Referring expression pointing data:
▬▬▬
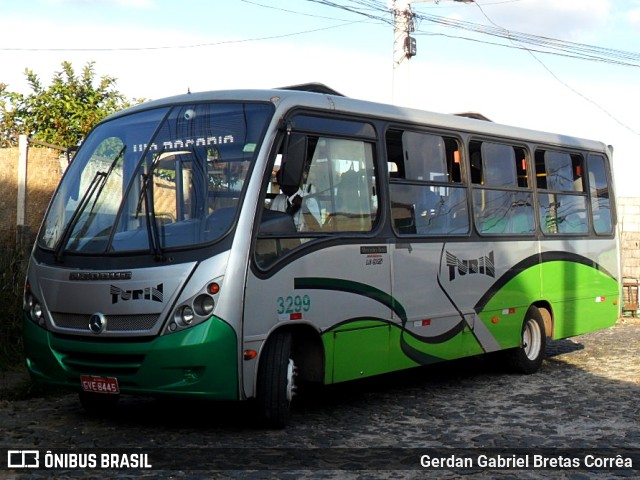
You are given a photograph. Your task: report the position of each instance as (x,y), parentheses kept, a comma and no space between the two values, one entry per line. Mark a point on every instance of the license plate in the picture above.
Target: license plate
(100,384)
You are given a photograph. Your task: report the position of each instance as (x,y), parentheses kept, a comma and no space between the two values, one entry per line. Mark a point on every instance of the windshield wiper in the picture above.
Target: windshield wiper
(97,184)
(149,209)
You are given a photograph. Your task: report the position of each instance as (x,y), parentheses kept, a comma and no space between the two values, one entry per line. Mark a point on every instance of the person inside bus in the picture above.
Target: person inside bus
(295,201)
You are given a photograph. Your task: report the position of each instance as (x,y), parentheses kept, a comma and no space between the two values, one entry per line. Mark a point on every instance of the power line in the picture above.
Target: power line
(562,82)
(177,47)
(375,9)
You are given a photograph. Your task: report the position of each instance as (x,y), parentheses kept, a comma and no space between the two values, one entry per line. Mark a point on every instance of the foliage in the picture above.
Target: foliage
(12,263)
(62,113)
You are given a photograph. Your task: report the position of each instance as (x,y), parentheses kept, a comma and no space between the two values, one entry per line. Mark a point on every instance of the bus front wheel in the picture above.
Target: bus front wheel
(276,381)
(527,358)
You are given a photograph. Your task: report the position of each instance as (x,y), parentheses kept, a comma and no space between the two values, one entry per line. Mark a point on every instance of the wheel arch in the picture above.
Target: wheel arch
(546,311)
(307,351)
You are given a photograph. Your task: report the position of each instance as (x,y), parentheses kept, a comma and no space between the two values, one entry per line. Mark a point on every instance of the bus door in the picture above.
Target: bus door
(316,263)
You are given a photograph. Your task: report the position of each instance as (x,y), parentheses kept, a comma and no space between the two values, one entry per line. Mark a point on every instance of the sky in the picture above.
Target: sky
(158,48)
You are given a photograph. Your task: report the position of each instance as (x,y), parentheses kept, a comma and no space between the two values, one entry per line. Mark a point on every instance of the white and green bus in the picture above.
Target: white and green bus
(234,245)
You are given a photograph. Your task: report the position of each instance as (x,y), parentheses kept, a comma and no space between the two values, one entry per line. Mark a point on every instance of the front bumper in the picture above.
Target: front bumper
(199,362)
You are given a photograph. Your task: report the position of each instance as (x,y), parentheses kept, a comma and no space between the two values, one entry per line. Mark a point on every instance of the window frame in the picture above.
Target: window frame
(459,186)
(516,189)
(574,194)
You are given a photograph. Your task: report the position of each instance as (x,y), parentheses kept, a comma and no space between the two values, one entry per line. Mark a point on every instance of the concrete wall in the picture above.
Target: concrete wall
(629,227)
(43,174)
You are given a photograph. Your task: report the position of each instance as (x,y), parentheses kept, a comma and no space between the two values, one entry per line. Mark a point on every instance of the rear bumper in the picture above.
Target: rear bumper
(199,362)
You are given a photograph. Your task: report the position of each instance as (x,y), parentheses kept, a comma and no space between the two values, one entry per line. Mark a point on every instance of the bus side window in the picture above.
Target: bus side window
(336,194)
(600,195)
(562,198)
(502,201)
(425,184)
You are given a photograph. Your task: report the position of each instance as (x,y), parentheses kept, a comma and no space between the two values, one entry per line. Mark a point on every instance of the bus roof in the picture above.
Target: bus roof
(319,96)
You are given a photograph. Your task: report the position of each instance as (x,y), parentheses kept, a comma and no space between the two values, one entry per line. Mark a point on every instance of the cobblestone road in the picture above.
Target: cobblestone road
(586,396)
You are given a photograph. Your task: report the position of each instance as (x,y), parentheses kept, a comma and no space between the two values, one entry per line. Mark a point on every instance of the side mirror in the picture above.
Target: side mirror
(293,160)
▬▬▬
TASK PROMPT: Every entry must be reproduced exactly, with the images left out.

FINISHED TASK:
You are given a photograph. Your task: report the position of each instance as (x,y), parentheses kept, a comma and no space between the two values, one entry per line. Mark a point on every instance of the license plate in the picture above.
Target: license plate
(100,384)
You are given a photograph. Your task: report the position of each instance as (x,y), parentheses kept, a comma and no space between the two values, one entry per line. Mark a point on every instance of the windshield wiper in the picture above.
Target: windshield wiper
(97,184)
(149,209)
You are given a photograph. Your task: report the position of each instance as (x,y), parentheses kept, a comma and no space between the two values, one entry per line. Mark a point on every instance of the person inside bus in the picture above.
Target: person inside bus
(295,201)
You are given a photograph. Your task: report the position of each instance as (x,y), parentheses kept, a comma and no space between the two values, one entry per line. Mark a point on every instance of the power line in the picture above.
Target: power line
(562,82)
(177,47)
(375,9)
You are given a photograph. Your task: report the position of each instance as (x,y), parentheses kept, a comma and no space between the two values, one entry per line. Mark a point on every instance of the foliage in the picture above.
Target: foliage
(12,263)
(62,113)
You are given a photograph. Your task: report the position of each instance as (x,y), parentheses kept, a comma and no space between the two values, one entry per line. Mark a point on every instance of the bus front wheel in the picture above.
Target: bus front wheel
(276,381)
(527,358)
You are given a photograph. Your task: report the position of each instance as (x,y), parentheses kept, a comma and no space between the two values, one entry per line. Mark a point on every instance of the wheel arch in the picture above.
Target: wheel arch
(546,311)
(307,351)
You are given a photograph. Your task: report the position of each instance as (x,y), parentheses kept, a comma and no space between the two values, one entry per line. Mark a point on every instance of the bus door in the picture above.
Target: bus door
(316,263)
You are given a photograph. Your task: report the position of each instance as (x,y), parentheses kept, a comma and no space between the two values, one entry per line. Mark a point on every instance of the sky in the picture above.
Target: sky
(158,48)
You are given a photograph. Your task: report the position of each instance as (x,y), parentheses kept, a comma and no space between the two values, one entry per line. Mark a point on every instance of the white and green bus in the picture above.
Target: white and green bus
(234,245)
You are given a photograph. Your task: report the position of each instance as (x,y), parentheses kept, a comma and no space between the two values, one entry per line. Mark a point on every instance of the front bumper in the picture above.
Target: front bumper
(199,362)
You are given a photograph. Your task: report the position of each instance as (x,y), parentheses kept, a comma and no space between the two values, one entry per line. Mark a point on every instance of the window frame in the picture above.
Target: window frame
(459,186)
(516,189)
(574,194)
You are given a photograph. Your task: report the position of each instance as (x,y), parentheses kept, a comma and no space between the two values, one entry per line. Mark a point on every instance of the concrete wall in the picture above.
Target: concrete wall
(629,227)
(43,174)
You are given a photograph. Your task: report the position of each instance as (x,y), parentheses kept, a comma and no space between the two values, one entry per line. Mark a point on every instance of the rear bumper in the picture above.
Target: rear bumper
(199,362)
You are given a photograph. Your task: report the position of each instance as (x,y), parentheses kept, a comma and no space between the two values, one entry per line. Mark a point on every instance of the bus side window in the picture above.
Target: bus side window
(336,194)
(600,195)
(562,198)
(502,201)
(425,184)
You are given a photograph. Your task: report the position of each instance as (x,y), parentheses kept, a comma and no space between the two values, one entry per line. Mark a point on every instance of the bus roof in the picture above.
Target: bus roof
(319,96)
You are given a photograph. Your task: report the position of each instance as (x,y), parentheses kept, a comma and no space between the two values, one entry per line. Mark a point on every instance of the cobblestone road in the picture above.
Target: cobblestone road
(586,396)
You are given a photograph. Your task: report the position of each instance as (x,y), parentheses kept, a comma and no space between the two values, one entry per line. Mark a point on every instance of the side mirror in the picture above.
Target: side mirror
(293,160)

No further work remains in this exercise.